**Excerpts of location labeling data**
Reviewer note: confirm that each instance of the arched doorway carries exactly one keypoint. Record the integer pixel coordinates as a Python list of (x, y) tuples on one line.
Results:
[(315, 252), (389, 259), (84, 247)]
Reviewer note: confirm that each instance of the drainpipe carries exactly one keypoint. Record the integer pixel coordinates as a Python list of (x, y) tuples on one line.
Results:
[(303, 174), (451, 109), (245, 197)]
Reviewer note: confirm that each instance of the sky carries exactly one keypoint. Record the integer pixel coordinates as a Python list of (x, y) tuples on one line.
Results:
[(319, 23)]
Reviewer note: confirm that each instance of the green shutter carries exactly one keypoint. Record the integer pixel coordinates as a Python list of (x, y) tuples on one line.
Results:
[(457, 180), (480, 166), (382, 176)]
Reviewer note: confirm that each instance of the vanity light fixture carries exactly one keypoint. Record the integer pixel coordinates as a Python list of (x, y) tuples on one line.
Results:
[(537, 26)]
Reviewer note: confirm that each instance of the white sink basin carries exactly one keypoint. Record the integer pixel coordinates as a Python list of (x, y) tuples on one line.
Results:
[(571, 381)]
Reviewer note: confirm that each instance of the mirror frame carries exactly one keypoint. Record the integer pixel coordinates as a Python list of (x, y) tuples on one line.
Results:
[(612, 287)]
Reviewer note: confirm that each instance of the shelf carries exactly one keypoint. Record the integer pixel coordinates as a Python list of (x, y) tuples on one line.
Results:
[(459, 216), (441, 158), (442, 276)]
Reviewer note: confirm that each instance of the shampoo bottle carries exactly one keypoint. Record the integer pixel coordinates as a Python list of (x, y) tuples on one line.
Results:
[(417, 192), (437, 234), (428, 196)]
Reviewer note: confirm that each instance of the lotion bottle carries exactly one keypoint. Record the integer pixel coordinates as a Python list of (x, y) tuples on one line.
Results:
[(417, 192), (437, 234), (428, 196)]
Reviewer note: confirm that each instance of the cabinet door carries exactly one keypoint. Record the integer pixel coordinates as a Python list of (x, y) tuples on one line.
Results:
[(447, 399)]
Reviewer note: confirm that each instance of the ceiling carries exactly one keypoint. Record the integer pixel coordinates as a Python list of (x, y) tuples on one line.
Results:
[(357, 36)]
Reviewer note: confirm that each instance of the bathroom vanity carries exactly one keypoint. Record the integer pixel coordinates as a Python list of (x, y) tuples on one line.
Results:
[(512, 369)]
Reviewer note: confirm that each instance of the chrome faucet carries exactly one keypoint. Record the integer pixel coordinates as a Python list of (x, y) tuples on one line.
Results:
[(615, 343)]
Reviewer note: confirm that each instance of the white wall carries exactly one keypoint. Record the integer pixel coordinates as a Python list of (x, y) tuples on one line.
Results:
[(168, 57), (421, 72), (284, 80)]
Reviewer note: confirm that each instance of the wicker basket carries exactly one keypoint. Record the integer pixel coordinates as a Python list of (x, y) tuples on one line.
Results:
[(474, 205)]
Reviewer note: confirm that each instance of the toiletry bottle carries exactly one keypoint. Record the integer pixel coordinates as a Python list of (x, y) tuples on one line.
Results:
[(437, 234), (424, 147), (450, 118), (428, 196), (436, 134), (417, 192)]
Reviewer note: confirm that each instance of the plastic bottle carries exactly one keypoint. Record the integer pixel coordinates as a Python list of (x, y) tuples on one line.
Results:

**PROMPT**
Each record above should be output again exactly.

**WRITTEN RESPONSE**
Reviewer note: confirm that each instance of the arched doorway carries exactly one keypoint. Record the integer pixel coordinates as a Python list of (x, y) tuples on one line.
Results:
[(315, 252), (389, 259), (84, 247)]
Reviewer note: confirm that each instance of the drainpipe carries exactly one keypoint. Record the integer pixel coordinates as a Python list of (x, y) tuples on one line.
Results:
[(303, 174), (451, 109), (245, 197)]
Reviewer note: confirm that each instance of the sky carries exactly one keypoint. Record the integer pixel coordinates as a Python list of (x, y) tuples on one line.
Results:
[(319, 23)]
Reviewer note: confirm that each instance of the green shutter carries exactly one keypoint. Record the integer pixel coordinates as a Python list of (x, y) tuples on one line.
Results:
[(457, 180), (480, 166), (382, 176)]
Reviewer note: confirm that each instance of the vanity light fixture carries exactly one keypoint. Record the integer pixel coordinates as a Python list of (x, y) tuples on one line.
Results:
[(537, 26)]
Reviewer note: confirm that each instance of the white sink basin carries exactly one keypoint. Record the integer pixel coordinates as a Python list of (x, y) tuples on one line.
Results:
[(571, 381)]
Reviewer note: confirm that each instance of the mirror frame carries exactly one keypoint. Record the integer pixel coordinates as a Python list of (x, y) tuples on one line.
Results:
[(612, 287)]
Reviewer note: confirm that each instance of the shelf carries exactly one keypoint. Record the integer pixel coordinates as a Python list of (x, y) tuples on one line.
Results:
[(459, 216), (441, 158), (442, 276)]
Reviewer note: confirm that each instance of the shampoo bottle carries exactly one keypoint. Record the integer pixel coordinates as a Python list of (x, y) tuples on one line.
Results:
[(417, 192), (437, 234), (428, 196)]
Reviewer note: confirm that each instance of the lotion bottle carries exactly one keypoint. Record the integer pixel coordinates as a Python list of (x, y) tuples on one line.
Results:
[(417, 192), (437, 234), (428, 196)]
Reviewer note: confirm that each instance of the cabinet door carries exactly one keypoint. Record the integer pixel coordinates as a Python list of (x, y) tuples on one line.
Results:
[(447, 399)]
Reviewer note: confirm that each instance of the ceiling carries exactly one keypoint. Record the integer pixel coordinates as a Python list of (x, y) tuples on one line.
Results:
[(357, 36)]
Reviewer note: confirm that each instance of the bathroom vanity carries exactly one keypoint. Record the integer pixel coordinates as a Python list of (x, y) tuples on one line.
Results:
[(512, 369)]
Reviewer note: confirm that each instance of the chrome faucet carries exactly one keypoint. Record the integer pixel coordinates as a Python list of (x, y) tuples on one line.
Results:
[(615, 343)]
Reviewer note: confirm that each instance of the white wall carries exactly one keypoint. Record the integer pixel coordinates as a Python list of (x, y) tuples on one line.
Results:
[(168, 57), (421, 72), (284, 80)]
Reviewer note: confirm that each instance of the wicker basket carries exactly one keypoint. Record the integer pixel coordinates as a Python list of (x, y) tuples on one line.
Results:
[(474, 205)]
Reviewer note: confirm that each instance of the toiletry bottle carries exactly one keypoint. Record the integer pixel coordinates as a Python list of (x, y) tuples on one line.
Results:
[(437, 234), (424, 147), (450, 118), (428, 196), (436, 134), (417, 192)]
Reviewer note: confirm that each instance of the plastic bottle carries exactly one keypoint. Record the integer pixel coordinates as a Python list of (x, y) tuples on one line.
Results:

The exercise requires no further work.